*INSTRUCTIONS FOR THE TASK*:
Answer these questions from the text on imaging carbohydrates:
1. What three features make glycans hard to characterize structurally?
2. Which two indirect measurements are named?
3. What does direct imaging allow observation of?
** TEXT follows **
Direct imaging of carbohydrates using electrospray ion beam deposition and scanning tunneling microscopy.
Glycans or carbohydrates are particularly challenging to characterize structurally. This is due to their complex and irregular branching patterns, highly flexible backbones, and different possibilities for stereochemistry at each glycosidic linkage. While direct imaging of various biomolecules has been feasible and routinely performed, structural characterization of glycans has relied on a combination of indirect measurements, such as mass spectrometry and nuclear magnetic resonance imaging. These methods provide an average measurement of structural features over multiple structures, or an ensemble. Direct imaging, by contrast, allows observation of characteristics of single isolated molecules.
** End of TEXT **
** LISTED RECORDS follows **
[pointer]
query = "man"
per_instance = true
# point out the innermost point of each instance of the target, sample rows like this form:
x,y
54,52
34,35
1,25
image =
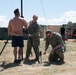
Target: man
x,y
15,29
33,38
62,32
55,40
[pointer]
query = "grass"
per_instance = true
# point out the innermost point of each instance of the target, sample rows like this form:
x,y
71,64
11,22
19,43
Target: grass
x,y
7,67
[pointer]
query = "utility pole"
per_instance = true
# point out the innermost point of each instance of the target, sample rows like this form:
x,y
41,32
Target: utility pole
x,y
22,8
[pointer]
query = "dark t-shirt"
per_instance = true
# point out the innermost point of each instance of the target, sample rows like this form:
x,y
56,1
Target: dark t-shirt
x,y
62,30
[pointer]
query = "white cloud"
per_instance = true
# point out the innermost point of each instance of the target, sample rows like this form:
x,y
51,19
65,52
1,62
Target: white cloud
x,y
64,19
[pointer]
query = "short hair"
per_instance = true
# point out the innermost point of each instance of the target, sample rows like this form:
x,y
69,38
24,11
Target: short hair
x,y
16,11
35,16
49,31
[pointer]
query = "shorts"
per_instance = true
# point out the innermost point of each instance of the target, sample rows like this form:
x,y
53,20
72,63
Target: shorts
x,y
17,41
** End of LISTED RECORDS **
** LISTED RECORDS follows **
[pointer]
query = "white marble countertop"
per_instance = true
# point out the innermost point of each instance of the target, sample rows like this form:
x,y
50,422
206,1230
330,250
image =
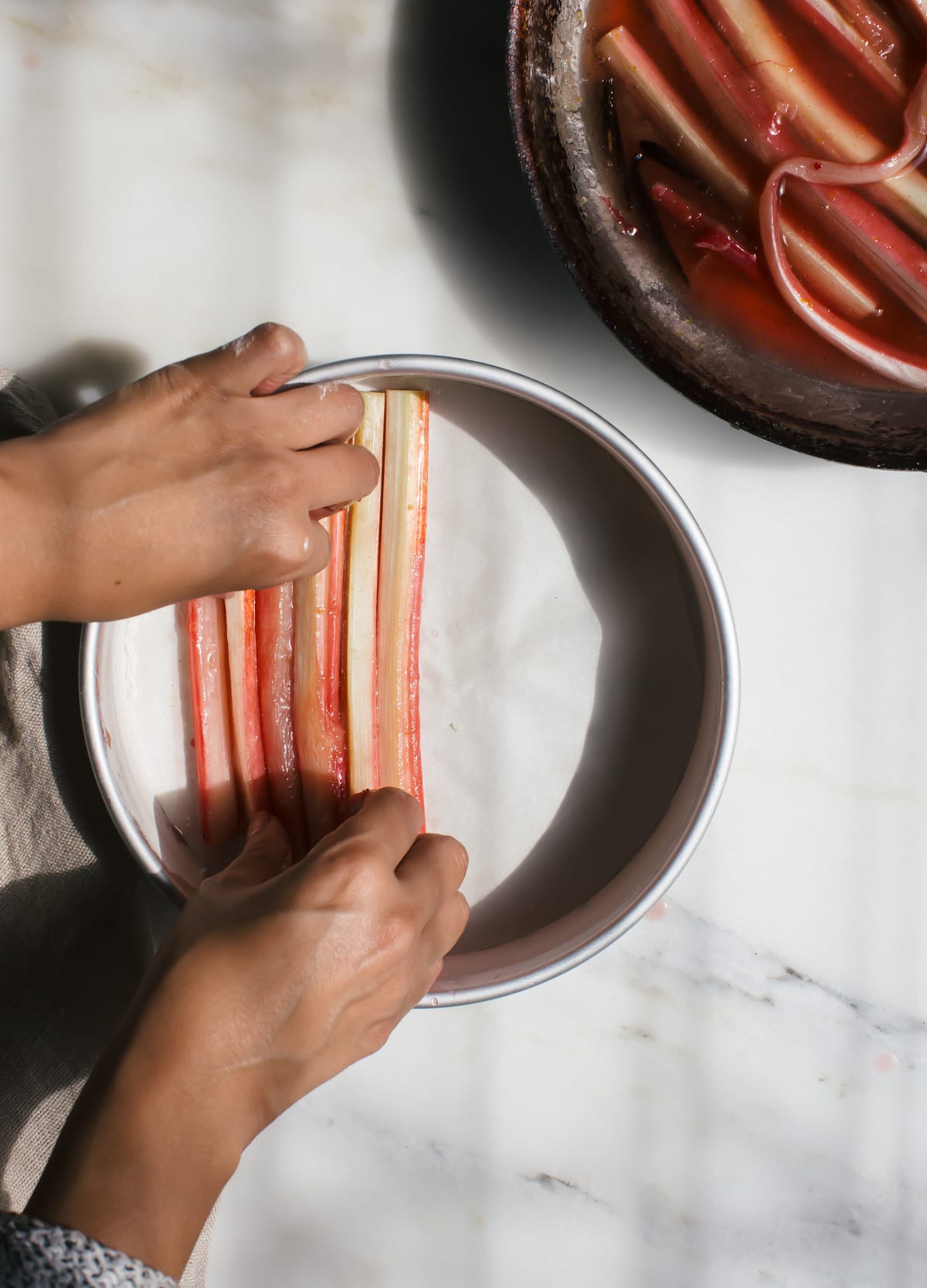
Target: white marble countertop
** End of LISTED RECORDS **
*EXERCISE RESULT*:
1. Their complex and irregular branching patterns, highly flexible backbones, and different possibilities for stereochemistry at each glycosidic linkage.
2. Mass spectrometry and nuclear magnetic resonance imaging.
3. Characteristics of single isolated molecules.